**Exercise description**:
Update the entries from the line holding "Q: Identify a point on each instance of the stone" through the line holding "[(241, 95), (368, 78)]", inclusive, so that "building" becomes "structure" and nothing else changes. Give only those lines.

○ ○ ○ ○ ○ ○ ○

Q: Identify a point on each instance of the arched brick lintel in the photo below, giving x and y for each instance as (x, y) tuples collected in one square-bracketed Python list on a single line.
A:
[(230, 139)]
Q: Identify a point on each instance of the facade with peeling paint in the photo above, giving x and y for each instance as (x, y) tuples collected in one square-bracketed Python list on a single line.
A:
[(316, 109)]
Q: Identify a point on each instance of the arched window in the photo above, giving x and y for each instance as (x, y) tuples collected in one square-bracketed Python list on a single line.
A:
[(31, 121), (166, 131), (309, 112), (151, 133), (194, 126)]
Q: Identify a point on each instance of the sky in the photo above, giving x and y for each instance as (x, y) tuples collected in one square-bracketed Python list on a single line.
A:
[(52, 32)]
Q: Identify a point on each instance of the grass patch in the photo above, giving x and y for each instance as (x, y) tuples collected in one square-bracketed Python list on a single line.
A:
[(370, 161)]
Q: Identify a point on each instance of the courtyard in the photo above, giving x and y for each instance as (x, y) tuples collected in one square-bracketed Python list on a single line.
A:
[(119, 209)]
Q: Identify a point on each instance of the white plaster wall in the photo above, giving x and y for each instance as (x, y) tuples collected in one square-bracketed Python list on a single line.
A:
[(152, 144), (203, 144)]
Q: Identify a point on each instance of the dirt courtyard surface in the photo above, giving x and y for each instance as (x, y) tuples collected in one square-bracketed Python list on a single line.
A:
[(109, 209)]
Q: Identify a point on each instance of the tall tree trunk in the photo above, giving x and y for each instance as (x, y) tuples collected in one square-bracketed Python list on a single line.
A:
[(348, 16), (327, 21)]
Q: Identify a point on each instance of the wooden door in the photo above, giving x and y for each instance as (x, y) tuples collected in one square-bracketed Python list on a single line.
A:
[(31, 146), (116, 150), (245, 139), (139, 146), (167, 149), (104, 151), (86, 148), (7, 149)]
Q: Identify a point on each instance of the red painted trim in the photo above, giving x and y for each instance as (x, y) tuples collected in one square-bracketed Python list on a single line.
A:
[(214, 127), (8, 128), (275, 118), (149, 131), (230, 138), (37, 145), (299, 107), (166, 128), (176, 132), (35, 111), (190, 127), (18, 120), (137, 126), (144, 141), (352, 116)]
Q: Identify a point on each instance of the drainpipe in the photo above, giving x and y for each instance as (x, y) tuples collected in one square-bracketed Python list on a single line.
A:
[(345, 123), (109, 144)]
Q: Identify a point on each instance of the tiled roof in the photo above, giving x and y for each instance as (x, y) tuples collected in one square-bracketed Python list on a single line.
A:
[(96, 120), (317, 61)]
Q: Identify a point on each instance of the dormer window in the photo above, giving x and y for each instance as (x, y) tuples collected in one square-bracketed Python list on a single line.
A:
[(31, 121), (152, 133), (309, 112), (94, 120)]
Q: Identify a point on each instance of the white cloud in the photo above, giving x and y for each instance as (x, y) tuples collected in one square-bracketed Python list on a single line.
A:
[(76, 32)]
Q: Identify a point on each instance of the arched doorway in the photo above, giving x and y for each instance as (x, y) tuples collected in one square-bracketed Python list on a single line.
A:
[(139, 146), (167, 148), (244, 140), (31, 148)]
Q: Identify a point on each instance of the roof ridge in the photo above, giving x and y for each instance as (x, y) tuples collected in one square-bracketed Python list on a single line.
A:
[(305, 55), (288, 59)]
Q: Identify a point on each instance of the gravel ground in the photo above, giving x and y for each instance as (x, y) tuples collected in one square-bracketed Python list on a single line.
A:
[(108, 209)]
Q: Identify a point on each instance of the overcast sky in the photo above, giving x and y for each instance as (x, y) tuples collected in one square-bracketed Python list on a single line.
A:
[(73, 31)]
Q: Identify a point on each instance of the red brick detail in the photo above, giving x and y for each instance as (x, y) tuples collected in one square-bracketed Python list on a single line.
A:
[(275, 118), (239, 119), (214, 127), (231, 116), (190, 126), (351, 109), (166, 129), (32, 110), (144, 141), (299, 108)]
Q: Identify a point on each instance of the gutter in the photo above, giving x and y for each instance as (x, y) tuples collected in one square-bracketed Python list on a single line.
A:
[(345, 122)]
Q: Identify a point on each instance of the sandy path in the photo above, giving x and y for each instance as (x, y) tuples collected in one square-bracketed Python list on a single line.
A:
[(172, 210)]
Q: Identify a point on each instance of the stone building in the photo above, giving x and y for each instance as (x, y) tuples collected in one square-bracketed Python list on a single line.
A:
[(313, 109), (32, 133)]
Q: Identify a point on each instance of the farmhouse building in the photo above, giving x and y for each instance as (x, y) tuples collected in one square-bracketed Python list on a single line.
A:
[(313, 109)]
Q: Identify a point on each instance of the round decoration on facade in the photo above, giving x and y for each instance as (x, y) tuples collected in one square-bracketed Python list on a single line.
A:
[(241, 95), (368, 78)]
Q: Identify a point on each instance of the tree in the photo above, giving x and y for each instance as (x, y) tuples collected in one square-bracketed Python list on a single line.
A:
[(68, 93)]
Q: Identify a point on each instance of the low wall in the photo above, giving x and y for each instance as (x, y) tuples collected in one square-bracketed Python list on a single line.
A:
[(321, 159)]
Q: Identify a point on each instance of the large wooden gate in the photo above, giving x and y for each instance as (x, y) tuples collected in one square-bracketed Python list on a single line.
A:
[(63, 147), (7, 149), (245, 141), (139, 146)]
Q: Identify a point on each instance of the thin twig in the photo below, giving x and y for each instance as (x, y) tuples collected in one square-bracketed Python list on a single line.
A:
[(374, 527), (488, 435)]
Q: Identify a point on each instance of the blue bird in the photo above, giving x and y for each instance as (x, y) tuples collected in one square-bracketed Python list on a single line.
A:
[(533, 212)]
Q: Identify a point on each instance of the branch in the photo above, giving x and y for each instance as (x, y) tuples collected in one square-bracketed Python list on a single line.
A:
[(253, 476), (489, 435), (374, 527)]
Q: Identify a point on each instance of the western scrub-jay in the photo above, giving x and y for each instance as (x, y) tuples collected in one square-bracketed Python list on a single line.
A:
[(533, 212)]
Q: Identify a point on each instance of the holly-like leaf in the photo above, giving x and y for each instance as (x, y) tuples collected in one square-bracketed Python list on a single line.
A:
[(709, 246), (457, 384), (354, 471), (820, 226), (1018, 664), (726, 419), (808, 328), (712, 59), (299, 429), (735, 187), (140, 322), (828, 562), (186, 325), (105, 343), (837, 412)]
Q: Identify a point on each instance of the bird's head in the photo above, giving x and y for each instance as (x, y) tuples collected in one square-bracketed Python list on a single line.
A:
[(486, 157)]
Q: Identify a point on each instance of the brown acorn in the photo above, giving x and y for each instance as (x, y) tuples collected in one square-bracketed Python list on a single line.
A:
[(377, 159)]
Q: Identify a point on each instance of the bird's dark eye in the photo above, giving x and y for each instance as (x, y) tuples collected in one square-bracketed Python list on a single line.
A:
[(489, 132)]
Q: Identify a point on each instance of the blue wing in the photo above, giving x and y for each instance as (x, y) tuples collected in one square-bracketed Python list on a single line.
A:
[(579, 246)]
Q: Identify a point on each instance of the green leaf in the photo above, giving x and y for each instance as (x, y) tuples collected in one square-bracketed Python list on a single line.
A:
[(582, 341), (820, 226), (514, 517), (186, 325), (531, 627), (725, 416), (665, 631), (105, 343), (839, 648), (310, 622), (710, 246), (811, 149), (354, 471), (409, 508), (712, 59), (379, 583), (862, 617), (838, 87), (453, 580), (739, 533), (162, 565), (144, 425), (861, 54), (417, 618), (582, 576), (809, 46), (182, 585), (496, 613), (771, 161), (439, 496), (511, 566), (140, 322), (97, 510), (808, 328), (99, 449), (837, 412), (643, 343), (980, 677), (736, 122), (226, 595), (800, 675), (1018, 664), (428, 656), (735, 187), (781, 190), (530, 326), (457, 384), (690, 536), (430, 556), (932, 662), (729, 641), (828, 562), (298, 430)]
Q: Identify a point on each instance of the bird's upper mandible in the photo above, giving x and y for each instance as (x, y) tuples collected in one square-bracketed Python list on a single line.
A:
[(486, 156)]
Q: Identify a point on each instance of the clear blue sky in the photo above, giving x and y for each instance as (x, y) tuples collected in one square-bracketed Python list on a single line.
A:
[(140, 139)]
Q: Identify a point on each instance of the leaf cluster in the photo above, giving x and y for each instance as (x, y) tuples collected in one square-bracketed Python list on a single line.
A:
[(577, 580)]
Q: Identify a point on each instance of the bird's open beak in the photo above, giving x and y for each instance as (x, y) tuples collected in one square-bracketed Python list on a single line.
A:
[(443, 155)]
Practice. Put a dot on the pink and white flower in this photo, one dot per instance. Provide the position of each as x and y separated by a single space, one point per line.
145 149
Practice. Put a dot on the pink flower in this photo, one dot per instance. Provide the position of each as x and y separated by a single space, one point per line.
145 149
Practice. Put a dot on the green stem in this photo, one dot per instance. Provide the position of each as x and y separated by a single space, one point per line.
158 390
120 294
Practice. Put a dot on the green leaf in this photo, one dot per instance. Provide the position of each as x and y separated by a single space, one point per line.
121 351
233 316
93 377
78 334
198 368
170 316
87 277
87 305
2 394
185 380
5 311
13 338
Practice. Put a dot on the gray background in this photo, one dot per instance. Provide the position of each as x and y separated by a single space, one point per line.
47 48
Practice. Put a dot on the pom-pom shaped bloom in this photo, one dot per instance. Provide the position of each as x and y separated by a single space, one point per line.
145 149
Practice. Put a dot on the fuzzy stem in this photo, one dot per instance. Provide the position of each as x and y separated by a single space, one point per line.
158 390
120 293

○ ○ ○ ○ ○ ○ ○

**Solution to this task**:
Q: Identify a point on each instance of the stone structure in the photo above, giving x and y for each instance as (x, y) tuples collected in one square-bracketed Python list on a single line.
A:
[(313, 109), (32, 133)]
Q: Identify a point on each instance of the farmhouse structure in the photo above, giving x and y for each instance as (x, y) tuples collected in one square-bracketed Python list on a single line.
A:
[(313, 109)]
Q: Identify a point on each instance of the round decoration on facade in the photo above, giving x and y for each instance as (x, y) tuples collected in one square-bracketed Python list on a single line.
A:
[(241, 95), (368, 78)]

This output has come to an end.